§ **What to produce**:
List every line in the records below that contains the word "palm", copying each such line in full.

§ **Excerpted records**:
** Start **

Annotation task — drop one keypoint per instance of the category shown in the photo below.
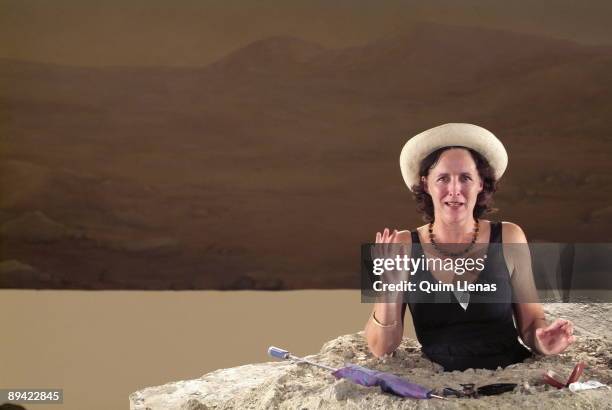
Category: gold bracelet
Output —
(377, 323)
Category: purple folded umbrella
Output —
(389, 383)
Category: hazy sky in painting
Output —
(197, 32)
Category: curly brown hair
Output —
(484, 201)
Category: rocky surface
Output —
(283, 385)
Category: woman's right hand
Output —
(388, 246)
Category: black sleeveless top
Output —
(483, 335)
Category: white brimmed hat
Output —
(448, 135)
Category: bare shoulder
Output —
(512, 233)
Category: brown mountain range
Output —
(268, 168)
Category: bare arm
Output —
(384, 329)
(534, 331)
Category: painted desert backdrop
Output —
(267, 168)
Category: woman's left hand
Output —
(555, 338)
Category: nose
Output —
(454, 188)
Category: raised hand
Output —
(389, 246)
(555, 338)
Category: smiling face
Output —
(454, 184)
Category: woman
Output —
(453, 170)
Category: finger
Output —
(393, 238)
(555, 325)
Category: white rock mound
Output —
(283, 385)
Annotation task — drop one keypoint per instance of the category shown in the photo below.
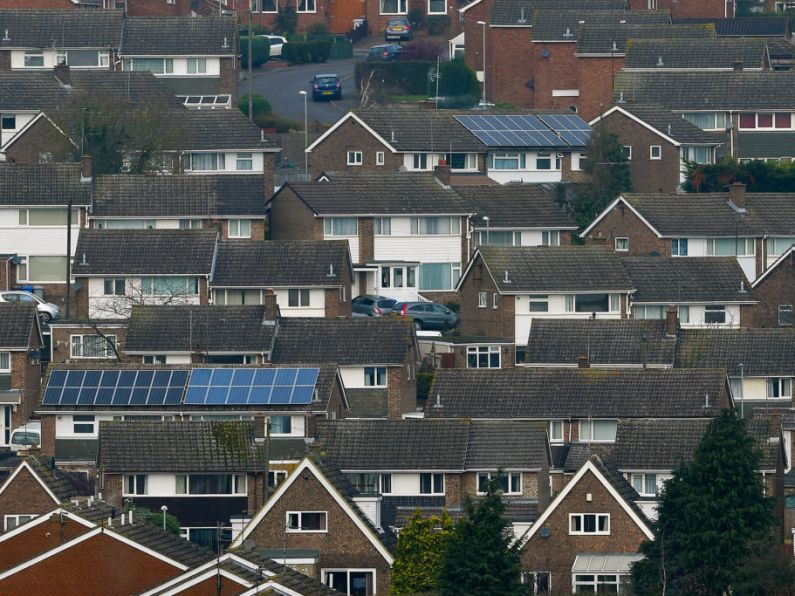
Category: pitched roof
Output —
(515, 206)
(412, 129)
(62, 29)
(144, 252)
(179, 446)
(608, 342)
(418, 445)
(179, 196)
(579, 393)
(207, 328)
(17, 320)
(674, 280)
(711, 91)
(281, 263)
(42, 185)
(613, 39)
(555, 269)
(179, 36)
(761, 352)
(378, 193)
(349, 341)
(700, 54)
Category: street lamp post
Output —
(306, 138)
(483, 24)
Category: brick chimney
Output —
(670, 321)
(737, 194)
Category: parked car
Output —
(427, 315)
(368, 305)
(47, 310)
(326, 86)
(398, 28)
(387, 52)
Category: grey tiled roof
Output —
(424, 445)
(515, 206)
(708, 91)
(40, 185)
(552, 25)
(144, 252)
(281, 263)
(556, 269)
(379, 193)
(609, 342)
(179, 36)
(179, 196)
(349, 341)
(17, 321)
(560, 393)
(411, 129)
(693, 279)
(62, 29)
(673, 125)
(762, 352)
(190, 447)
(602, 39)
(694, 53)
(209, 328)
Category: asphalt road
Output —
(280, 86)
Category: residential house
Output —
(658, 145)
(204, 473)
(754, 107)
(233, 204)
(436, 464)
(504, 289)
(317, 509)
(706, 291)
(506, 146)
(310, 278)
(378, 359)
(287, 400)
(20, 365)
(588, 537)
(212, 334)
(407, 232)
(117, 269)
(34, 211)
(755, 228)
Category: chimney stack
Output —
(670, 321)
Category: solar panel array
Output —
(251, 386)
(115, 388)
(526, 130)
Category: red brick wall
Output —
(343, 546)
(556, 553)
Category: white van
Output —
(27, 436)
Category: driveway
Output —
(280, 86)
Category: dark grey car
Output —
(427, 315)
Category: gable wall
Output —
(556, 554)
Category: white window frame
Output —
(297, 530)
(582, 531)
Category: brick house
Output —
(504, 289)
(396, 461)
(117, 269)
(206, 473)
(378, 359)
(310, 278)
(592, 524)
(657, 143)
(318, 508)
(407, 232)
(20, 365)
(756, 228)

** End **
** Start **

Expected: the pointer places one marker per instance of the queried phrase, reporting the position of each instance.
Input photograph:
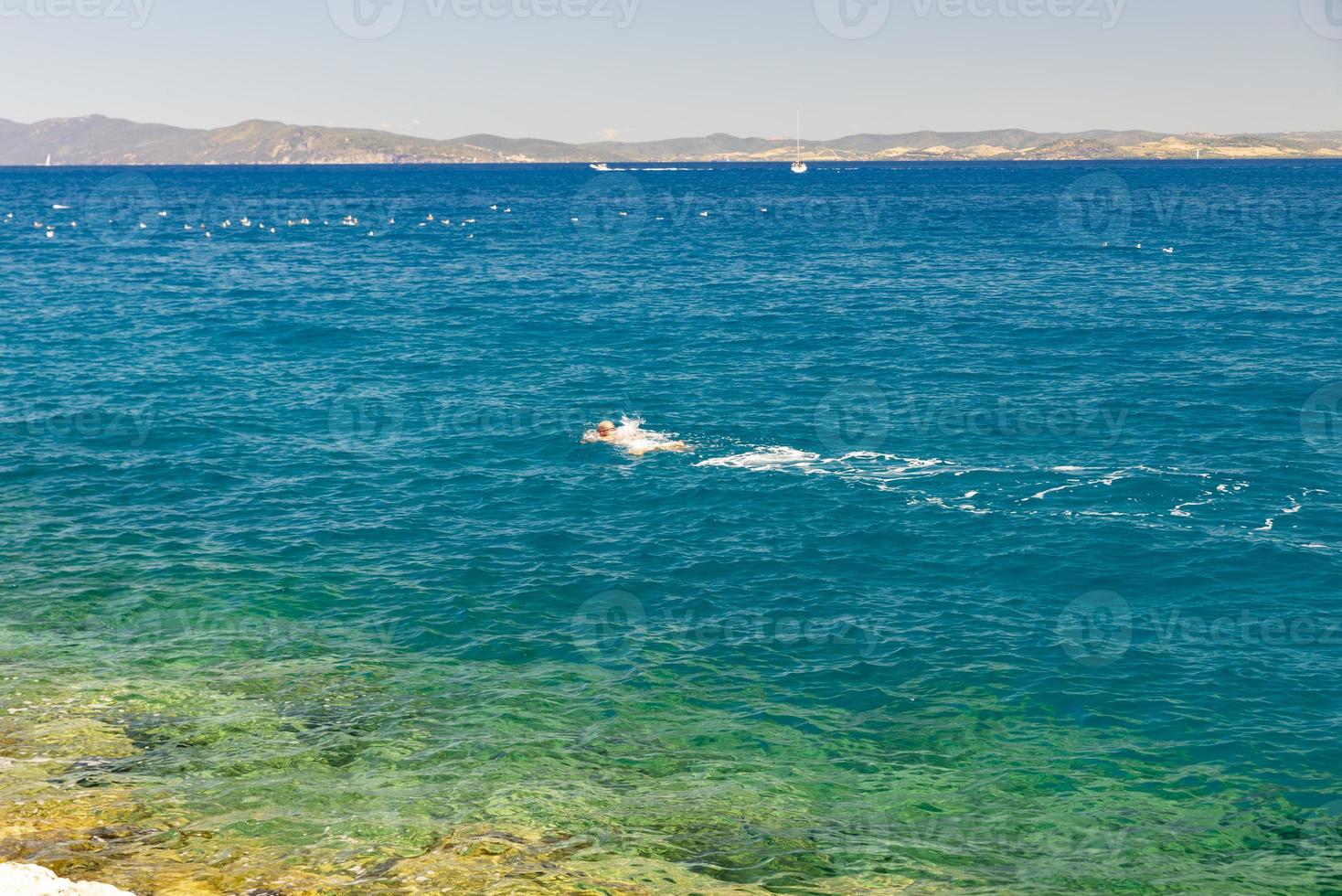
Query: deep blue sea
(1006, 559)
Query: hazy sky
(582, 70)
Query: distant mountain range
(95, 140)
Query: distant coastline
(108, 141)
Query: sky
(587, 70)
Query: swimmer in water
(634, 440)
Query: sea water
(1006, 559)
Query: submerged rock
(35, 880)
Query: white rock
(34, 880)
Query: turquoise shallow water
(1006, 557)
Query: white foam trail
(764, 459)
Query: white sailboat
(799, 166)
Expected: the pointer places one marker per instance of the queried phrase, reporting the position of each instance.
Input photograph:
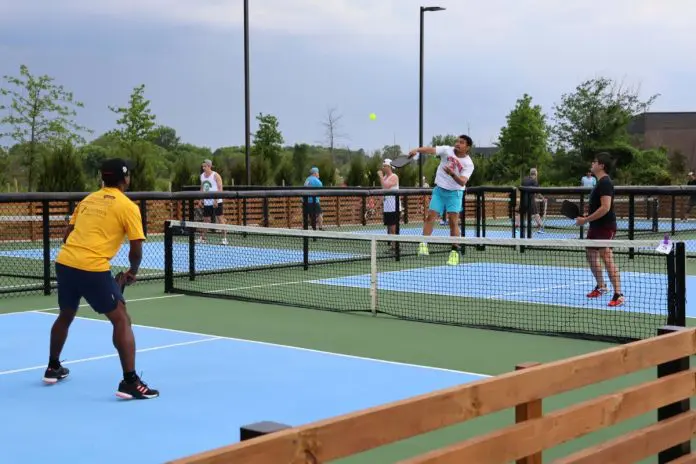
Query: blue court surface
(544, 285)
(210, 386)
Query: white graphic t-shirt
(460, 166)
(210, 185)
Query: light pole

** End **
** Start **

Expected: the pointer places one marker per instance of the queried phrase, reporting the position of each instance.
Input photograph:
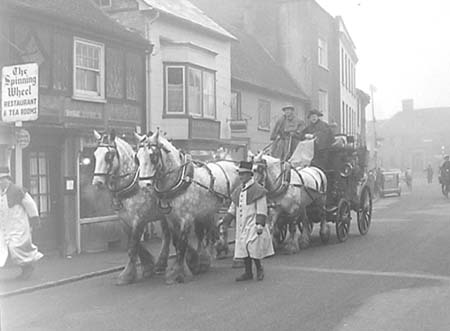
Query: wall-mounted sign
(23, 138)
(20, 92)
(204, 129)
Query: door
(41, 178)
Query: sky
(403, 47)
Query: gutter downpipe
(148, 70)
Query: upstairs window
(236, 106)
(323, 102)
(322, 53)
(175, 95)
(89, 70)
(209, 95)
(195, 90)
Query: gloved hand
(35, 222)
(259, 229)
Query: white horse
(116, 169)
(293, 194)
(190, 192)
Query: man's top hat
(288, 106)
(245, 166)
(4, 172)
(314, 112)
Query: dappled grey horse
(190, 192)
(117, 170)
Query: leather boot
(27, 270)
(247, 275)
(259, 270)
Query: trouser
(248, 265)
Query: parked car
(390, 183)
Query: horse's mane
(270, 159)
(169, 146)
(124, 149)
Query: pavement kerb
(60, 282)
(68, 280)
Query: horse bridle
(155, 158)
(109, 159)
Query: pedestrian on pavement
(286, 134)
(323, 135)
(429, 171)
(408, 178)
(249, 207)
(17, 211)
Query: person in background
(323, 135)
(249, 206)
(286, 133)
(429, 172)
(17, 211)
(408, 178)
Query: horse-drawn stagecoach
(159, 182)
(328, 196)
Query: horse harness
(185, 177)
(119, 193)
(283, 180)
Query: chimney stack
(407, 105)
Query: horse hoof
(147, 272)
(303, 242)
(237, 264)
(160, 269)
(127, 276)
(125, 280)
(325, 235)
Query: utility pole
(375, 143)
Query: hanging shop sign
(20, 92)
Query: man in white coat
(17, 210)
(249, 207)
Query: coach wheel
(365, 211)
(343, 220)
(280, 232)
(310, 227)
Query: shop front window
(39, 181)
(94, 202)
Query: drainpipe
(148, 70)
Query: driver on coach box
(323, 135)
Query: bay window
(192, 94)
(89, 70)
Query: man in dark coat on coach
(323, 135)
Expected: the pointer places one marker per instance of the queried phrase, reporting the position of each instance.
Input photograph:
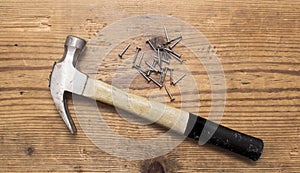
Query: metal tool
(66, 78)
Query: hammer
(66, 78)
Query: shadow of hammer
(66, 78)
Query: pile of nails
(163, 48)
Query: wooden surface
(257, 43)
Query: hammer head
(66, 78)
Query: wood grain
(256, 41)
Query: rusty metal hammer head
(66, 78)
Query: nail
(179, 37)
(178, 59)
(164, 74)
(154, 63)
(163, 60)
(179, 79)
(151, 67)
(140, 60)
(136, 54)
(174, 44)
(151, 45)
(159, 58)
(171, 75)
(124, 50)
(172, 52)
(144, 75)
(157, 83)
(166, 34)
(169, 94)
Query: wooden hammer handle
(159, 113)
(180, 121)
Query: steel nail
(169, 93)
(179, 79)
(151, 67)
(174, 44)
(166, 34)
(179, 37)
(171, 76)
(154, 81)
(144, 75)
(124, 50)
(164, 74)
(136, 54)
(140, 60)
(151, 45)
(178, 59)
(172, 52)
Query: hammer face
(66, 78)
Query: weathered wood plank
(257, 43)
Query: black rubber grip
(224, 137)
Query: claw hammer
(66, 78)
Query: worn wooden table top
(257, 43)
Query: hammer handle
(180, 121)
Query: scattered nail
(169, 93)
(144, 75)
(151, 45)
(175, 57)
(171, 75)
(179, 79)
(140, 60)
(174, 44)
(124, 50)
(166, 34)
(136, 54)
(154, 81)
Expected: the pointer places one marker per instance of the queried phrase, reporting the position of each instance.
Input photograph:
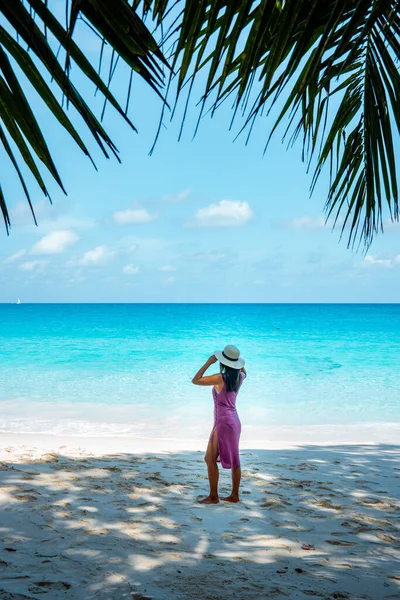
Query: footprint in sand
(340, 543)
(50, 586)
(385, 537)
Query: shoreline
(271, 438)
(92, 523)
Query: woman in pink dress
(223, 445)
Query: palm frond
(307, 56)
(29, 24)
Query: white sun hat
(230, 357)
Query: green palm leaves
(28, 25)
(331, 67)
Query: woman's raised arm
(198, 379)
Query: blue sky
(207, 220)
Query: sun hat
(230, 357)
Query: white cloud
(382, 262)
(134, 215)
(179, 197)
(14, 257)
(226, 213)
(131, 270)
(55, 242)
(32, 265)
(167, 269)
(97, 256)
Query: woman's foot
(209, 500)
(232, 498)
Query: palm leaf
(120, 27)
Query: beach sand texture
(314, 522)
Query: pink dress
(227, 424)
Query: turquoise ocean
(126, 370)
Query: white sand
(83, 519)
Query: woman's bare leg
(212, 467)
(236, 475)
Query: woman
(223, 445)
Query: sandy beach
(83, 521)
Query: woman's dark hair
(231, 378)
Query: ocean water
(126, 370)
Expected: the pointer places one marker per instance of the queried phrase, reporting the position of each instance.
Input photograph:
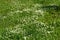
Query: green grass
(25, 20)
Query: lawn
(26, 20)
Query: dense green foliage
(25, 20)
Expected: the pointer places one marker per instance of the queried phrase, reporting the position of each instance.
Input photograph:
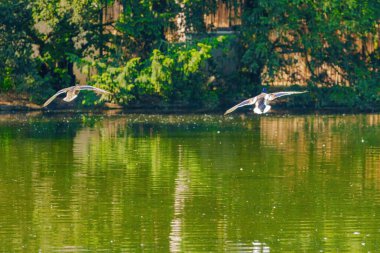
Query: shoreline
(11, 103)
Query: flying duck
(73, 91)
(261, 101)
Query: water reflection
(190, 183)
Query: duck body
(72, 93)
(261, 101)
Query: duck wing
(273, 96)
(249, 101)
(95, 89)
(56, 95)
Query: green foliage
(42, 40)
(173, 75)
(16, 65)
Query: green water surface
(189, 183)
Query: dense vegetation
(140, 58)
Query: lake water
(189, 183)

** End **

§ **Finished answer**:
Query: palm frond
Query: green palm leaves
Query: palm leaf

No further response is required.